● Your instructions
For this exercise, write each entry below out precisely and omit the pictures.

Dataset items
◇ ◇ ◇ ◇ ◇ ◇ ◇
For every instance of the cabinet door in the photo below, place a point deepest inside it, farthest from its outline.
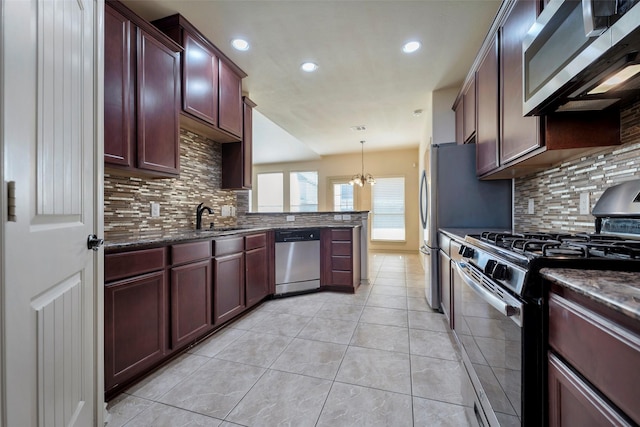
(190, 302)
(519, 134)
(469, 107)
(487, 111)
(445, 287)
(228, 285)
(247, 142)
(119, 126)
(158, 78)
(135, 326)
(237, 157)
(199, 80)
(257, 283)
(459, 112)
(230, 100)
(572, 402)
◇ ◇ ◇ ◇ ◇ ◇ ◇
● Answer for this exercise
For every instance of the cabinet door in the photo below, place a point deepest inside it, farthest from its outline.
(190, 302)
(519, 134)
(469, 107)
(487, 111)
(445, 287)
(228, 285)
(247, 142)
(119, 126)
(158, 78)
(135, 326)
(237, 157)
(199, 80)
(257, 283)
(459, 112)
(230, 100)
(572, 402)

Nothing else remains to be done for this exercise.